> **Problem details**: For the records that follow, please set down exactly the lines between the one holding "Target: white surface" and the one holding "e.g. point(388, 190)", inclusive, and only those.

[Stored items from a collection]
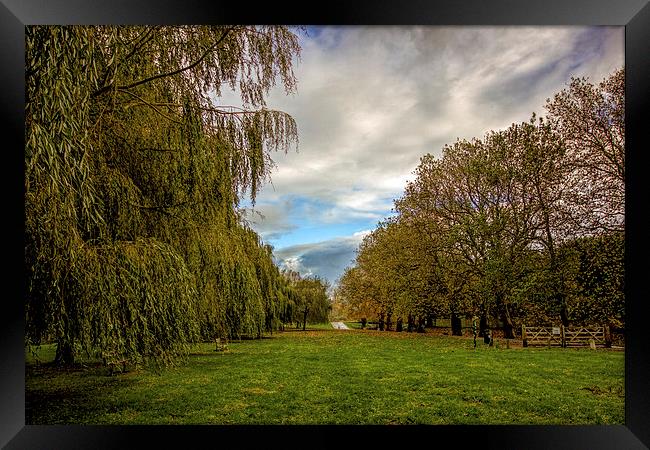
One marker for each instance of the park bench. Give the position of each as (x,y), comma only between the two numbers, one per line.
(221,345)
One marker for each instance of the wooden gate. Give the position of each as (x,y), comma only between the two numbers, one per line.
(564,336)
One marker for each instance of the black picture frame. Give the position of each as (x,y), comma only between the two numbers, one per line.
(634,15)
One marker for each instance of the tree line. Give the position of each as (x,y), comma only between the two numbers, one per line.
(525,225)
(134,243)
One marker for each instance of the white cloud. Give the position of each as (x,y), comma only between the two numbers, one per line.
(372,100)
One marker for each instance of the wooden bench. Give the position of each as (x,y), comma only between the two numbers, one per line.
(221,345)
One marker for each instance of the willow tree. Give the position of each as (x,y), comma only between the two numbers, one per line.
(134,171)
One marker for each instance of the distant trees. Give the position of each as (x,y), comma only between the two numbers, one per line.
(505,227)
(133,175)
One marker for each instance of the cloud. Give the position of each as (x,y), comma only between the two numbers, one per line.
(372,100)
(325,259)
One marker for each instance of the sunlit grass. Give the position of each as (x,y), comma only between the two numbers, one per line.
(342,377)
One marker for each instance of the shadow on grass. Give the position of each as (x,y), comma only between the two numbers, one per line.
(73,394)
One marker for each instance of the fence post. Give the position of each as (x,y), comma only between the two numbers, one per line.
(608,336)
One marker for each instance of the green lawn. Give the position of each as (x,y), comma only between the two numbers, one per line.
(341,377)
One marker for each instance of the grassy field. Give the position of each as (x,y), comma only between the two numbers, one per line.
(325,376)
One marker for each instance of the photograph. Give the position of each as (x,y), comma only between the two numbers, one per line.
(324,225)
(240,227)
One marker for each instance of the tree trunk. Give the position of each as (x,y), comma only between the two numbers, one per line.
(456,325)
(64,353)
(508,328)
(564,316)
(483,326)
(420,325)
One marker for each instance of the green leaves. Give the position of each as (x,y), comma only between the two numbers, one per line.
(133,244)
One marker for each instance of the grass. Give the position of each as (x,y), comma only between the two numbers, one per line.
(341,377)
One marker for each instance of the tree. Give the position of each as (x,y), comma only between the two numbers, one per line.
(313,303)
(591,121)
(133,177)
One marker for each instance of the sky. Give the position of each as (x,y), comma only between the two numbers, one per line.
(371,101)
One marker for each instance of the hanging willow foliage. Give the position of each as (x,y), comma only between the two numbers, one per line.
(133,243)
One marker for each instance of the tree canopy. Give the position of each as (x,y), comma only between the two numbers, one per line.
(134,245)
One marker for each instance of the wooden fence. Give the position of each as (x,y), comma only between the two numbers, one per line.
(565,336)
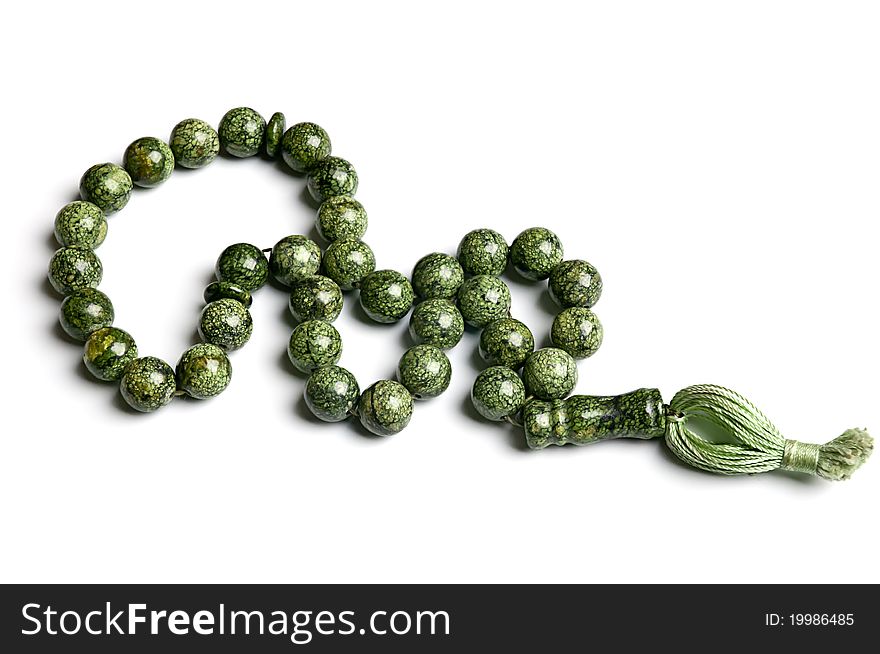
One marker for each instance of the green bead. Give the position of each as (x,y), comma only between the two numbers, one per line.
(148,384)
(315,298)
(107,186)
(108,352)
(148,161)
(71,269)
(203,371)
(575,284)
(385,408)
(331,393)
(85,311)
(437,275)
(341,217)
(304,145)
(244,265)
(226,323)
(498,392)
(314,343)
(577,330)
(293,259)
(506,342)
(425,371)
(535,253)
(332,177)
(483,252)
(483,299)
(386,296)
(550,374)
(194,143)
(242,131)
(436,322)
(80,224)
* * *
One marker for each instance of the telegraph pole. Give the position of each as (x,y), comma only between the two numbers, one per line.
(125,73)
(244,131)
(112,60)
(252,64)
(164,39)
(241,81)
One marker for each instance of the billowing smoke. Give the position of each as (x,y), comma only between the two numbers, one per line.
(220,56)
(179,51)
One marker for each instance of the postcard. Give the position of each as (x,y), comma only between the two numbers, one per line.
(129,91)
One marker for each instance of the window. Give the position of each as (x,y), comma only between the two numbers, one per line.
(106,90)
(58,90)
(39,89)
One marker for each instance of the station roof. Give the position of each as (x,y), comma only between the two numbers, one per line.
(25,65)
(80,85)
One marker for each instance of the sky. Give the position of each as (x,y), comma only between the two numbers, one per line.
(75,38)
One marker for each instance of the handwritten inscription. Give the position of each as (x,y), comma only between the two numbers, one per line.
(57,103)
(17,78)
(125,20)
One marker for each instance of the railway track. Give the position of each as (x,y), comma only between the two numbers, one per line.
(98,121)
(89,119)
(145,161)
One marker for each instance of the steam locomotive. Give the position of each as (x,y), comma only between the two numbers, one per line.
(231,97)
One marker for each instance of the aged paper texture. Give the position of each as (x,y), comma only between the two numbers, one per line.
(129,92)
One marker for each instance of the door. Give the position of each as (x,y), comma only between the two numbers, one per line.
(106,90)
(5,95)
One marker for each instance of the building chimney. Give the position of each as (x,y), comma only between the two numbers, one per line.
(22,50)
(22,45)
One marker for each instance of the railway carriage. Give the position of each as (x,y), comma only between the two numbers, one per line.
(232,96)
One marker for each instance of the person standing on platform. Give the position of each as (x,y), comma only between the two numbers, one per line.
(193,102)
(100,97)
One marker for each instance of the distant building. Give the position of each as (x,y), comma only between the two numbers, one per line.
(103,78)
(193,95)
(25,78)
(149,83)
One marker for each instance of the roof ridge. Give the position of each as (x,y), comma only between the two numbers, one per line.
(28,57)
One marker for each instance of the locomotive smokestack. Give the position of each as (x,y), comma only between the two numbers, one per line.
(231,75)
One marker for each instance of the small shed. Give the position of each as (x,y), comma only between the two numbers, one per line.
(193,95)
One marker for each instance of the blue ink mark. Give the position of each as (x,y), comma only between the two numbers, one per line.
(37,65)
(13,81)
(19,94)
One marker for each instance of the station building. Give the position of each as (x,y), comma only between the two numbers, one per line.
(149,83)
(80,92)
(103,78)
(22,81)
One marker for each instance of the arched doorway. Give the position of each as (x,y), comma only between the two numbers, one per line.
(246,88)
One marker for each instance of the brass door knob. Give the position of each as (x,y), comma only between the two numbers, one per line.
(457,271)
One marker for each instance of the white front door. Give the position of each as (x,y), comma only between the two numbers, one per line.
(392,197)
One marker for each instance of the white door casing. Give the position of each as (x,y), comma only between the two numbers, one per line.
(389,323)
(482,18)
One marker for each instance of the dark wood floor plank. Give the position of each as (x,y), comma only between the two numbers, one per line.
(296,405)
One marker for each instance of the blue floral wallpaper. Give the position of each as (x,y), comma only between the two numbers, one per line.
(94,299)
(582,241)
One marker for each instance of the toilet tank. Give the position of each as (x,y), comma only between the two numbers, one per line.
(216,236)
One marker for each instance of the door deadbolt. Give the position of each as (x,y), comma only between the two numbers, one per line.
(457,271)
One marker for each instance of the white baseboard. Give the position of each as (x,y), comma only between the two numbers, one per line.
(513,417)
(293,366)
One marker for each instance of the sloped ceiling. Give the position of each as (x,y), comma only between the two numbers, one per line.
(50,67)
* * *
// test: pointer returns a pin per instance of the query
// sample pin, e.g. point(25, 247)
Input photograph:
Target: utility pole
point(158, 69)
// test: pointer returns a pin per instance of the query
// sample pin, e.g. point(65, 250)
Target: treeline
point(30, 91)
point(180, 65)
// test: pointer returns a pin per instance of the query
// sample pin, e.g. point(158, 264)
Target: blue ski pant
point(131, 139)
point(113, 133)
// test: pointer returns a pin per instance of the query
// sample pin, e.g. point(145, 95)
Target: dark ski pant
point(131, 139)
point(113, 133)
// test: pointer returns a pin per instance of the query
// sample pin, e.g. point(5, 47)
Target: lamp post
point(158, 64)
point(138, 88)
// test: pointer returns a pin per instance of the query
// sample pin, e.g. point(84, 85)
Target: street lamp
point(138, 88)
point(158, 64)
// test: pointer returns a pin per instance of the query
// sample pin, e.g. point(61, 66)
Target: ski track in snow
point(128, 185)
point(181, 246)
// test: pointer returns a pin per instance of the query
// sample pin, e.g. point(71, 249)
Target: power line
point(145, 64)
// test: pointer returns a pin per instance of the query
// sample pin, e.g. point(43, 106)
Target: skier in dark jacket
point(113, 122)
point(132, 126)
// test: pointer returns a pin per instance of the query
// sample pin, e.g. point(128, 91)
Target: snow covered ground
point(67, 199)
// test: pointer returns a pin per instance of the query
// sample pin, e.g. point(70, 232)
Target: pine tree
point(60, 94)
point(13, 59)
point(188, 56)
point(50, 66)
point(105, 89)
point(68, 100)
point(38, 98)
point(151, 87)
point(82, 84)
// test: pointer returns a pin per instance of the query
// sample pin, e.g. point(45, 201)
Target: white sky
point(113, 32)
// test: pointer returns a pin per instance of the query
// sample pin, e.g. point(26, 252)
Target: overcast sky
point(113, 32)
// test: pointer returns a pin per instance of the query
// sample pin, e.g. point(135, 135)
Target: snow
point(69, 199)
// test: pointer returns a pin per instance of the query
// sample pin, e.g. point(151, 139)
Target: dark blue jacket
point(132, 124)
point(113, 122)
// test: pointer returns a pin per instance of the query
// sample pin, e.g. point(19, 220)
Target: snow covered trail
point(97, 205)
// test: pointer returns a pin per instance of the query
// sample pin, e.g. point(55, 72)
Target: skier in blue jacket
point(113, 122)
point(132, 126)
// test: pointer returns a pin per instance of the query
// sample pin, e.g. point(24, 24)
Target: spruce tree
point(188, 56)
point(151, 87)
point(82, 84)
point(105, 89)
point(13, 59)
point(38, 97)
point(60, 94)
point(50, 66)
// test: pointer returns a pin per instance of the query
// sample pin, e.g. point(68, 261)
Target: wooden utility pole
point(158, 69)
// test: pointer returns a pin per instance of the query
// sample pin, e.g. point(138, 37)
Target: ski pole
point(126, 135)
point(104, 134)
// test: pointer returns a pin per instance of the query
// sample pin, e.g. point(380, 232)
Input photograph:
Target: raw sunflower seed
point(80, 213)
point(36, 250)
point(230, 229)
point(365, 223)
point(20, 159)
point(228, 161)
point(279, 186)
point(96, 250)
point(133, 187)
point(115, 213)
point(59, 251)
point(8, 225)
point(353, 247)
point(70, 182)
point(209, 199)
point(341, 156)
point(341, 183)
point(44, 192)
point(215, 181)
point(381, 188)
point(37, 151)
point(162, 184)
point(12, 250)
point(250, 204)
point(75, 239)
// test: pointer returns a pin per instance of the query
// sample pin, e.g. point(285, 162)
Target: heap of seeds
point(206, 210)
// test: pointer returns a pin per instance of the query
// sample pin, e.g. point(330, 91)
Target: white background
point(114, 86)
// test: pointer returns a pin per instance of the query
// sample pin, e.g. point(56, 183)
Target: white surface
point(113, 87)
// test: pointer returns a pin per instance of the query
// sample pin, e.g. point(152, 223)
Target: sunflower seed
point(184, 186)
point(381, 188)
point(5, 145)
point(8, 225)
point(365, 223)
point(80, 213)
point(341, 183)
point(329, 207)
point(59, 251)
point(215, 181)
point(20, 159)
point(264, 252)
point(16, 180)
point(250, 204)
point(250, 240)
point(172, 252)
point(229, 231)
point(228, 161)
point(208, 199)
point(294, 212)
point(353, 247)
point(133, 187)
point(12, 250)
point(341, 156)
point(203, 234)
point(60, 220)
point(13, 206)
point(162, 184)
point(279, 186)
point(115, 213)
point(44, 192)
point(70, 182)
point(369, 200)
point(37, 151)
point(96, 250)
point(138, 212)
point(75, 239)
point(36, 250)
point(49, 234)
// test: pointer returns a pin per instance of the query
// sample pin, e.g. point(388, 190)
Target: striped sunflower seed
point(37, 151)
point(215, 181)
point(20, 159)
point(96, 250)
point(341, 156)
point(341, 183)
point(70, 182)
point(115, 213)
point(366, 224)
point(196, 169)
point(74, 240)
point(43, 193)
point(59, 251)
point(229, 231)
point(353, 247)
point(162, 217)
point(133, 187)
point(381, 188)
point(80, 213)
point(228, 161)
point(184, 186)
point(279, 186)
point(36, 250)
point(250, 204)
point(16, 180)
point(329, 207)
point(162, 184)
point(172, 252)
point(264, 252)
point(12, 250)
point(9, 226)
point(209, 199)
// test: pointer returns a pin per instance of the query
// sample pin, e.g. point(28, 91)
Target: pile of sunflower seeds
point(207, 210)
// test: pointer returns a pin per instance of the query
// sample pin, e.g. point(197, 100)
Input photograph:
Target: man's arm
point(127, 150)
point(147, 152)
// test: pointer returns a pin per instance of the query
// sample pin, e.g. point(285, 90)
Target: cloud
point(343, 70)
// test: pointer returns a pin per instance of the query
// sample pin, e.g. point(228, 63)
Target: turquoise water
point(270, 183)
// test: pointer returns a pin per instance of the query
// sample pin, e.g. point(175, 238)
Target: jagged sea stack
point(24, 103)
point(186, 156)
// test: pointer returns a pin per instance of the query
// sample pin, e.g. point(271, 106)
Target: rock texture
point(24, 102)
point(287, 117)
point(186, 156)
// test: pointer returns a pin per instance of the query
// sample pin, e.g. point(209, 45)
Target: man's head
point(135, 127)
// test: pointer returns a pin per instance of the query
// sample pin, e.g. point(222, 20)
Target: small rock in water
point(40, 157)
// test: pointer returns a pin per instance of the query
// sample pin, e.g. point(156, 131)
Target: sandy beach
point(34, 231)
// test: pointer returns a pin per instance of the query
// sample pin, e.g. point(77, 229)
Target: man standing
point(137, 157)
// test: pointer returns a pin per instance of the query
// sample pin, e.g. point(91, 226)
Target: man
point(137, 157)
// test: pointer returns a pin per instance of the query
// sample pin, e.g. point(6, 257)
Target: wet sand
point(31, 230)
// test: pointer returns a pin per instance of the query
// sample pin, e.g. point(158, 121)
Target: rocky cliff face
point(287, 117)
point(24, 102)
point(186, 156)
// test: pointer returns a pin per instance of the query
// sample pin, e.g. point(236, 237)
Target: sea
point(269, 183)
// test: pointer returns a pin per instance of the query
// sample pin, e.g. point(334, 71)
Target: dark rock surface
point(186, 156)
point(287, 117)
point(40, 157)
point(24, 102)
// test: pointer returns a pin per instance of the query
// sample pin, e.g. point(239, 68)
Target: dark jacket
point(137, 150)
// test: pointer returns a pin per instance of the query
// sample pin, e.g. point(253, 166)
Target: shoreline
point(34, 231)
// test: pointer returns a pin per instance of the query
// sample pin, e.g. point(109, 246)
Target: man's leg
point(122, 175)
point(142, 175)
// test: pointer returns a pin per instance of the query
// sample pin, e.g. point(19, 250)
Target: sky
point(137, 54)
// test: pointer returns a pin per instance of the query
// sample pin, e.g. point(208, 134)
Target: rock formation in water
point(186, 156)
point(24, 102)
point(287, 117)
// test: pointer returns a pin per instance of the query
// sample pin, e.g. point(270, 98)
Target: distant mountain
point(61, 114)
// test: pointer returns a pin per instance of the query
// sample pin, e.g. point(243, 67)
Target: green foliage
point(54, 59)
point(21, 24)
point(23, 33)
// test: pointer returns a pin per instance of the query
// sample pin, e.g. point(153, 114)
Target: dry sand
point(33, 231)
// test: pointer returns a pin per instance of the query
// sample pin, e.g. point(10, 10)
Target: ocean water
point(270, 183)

> **Task output**:
Target: white surface
point(113, 87)
// test: pointer returns a pin per instance of the query
// sample pin, e.g. point(152, 223)
Target: sunflower seed
point(184, 186)
point(381, 188)
point(5, 145)
point(8, 225)
point(365, 223)
point(80, 213)
point(341, 183)
point(329, 207)
point(59, 251)
point(215, 181)
point(20, 159)
point(264, 252)
point(16, 180)
point(250, 204)
point(250, 240)
point(172, 252)
point(229, 231)
point(228, 161)
point(208, 199)
point(294, 212)
point(353, 247)
point(133, 187)
point(12, 250)
point(341, 156)
point(203, 234)
point(60, 220)
point(13, 206)
point(162, 184)
point(279, 186)
point(115, 213)
point(44, 192)
point(70, 182)
point(369, 200)
point(37, 151)
point(96, 250)
point(138, 212)
point(75, 239)
point(36, 250)
point(49, 234)
// test: pointer returns a pin per instance of the query
// sample pin, e.g. point(388, 190)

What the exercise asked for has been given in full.